▸ **WHAT TO WORK ON**
The full listing, returned exactly and free of pictures, is the expected answer.
**********
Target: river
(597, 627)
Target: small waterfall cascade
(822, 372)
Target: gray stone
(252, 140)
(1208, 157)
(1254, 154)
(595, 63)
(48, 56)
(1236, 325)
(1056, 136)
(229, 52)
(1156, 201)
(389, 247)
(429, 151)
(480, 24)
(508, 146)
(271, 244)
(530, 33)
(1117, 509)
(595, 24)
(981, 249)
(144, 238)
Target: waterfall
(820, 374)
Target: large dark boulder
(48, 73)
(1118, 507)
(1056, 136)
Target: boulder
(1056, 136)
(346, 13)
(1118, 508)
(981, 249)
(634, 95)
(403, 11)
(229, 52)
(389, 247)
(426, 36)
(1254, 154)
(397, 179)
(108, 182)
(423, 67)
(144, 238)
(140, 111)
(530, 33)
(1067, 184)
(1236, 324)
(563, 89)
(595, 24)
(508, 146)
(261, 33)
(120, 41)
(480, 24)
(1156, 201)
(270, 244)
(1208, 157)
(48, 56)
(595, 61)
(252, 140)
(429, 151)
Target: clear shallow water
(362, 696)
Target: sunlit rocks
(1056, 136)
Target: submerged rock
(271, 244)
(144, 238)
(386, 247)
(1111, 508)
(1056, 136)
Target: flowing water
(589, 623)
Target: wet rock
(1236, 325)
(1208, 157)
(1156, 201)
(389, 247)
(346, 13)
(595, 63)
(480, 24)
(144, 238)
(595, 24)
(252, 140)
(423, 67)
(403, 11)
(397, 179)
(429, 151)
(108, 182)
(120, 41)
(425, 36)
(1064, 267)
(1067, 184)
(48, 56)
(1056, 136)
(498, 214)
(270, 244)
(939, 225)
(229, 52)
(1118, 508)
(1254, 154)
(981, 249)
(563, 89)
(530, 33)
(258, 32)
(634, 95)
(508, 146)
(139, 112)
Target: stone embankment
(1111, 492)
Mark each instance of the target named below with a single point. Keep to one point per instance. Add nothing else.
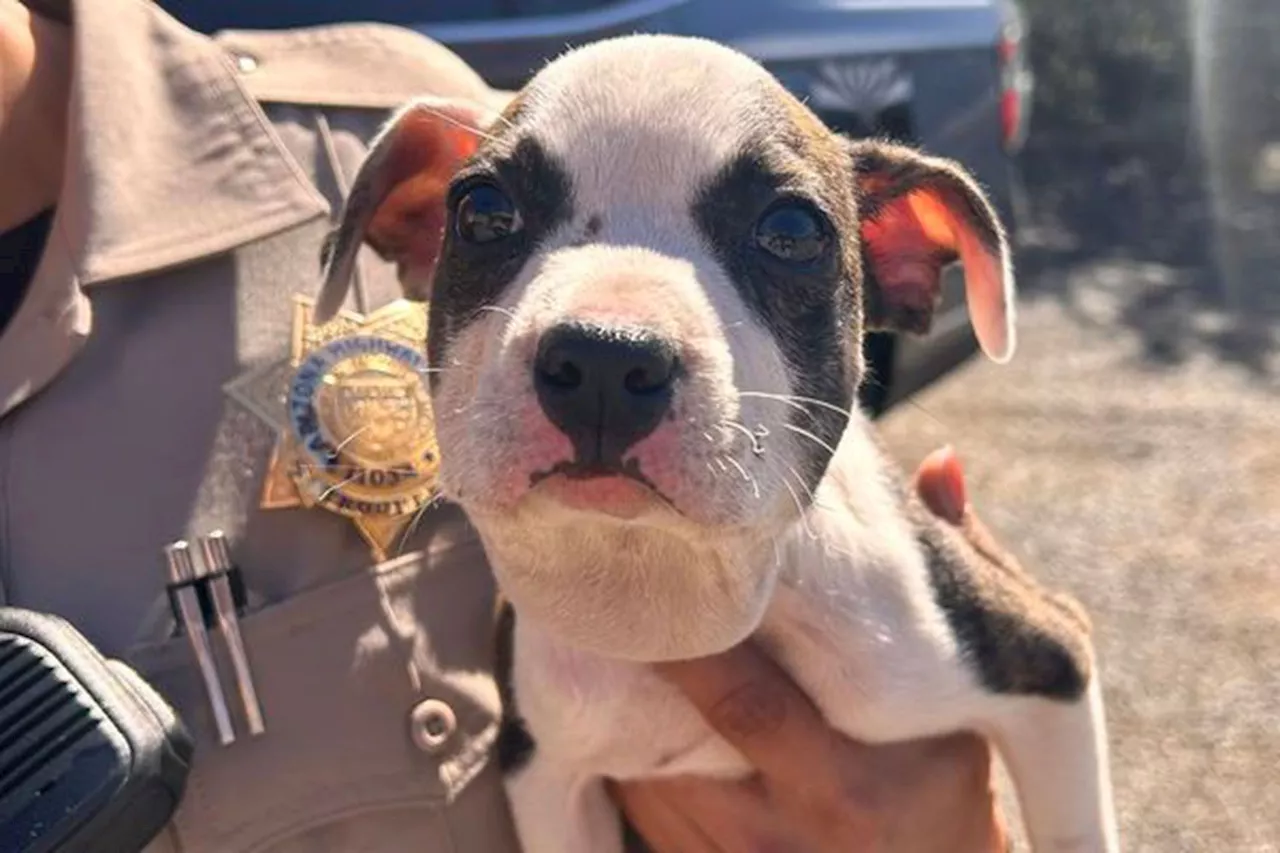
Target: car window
(210, 16)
**********
▸ **OUTPUT**
Target: river
(597, 627)
Target: small waterfall cascade
(822, 372)
Target: gray stone
(252, 140)
(1208, 157)
(1254, 154)
(595, 63)
(48, 56)
(1236, 325)
(1056, 136)
(229, 52)
(1156, 201)
(389, 247)
(429, 151)
(480, 24)
(508, 146)
(271, 244)
(530, 33)
(1117, 509)
(595, 24)
(981, 249)
(144, 238)
Target: waterfall
(820, 374)
Target: large dark boulder
(48, 73)
(1118, 507)
(1056, 136)
Target: boulder
(1056, 136)
(346, 13)
(1118, 508)
(981, 249)
(634, 95)
(403, 11)
(229, 52)
(389, 247)
(426, 36)
(1254, 154)
(397, 179)
(108, 182)
(423, 67)
(144, 238)
(140, 111)
(530, 33)
(1067, 184)
(1236, 324)
(563, 89)
(595, 24)
(508, 146)
(261, 33)
(120, 41)
(480, 24)
(1156, 201)
(270, 244)
(1208, 157)
(48, 56)
(595, 61)
(252, 140)
(429, 151)
Target: clear shallow water
(362, 696)
Target: sunlit rocks
(1056, 136)
Target: submerged rock
(271, 244)
(144, 238)
(386, 247)
(1111, 508)
(1056, 136)
Target: flowing water
(589, 623)
Target: wet rock
(1236, 325)
(1208, 157)
(1156, 201)
(389, 247)
(346, 13)
(595, 63)
(480, 24)
(144, 238)
(595, 24)
(252, 140)
(423, 67)
(403, 11)
(397, 179)
(429, 151)
(108, 182)
(120, 41)
(425, 36)
(1064, 267)
(1067, 184)
(48, 56)
(1056, 136)
(498, 214)
(270, 244)
(939, 225)
(229, 52)
(1118, 508)
(1254, 154)
(981, 249)
(563, 89)
(530, 33)
(258, 32)
(634, 95)
(508, 146)
(139, 112)
Target: stone embankment
(1111, 492)
Mark each instance of the target named below with a single point. Keep to one point per instance. Add nothing else.
Target: car window
(210, 16)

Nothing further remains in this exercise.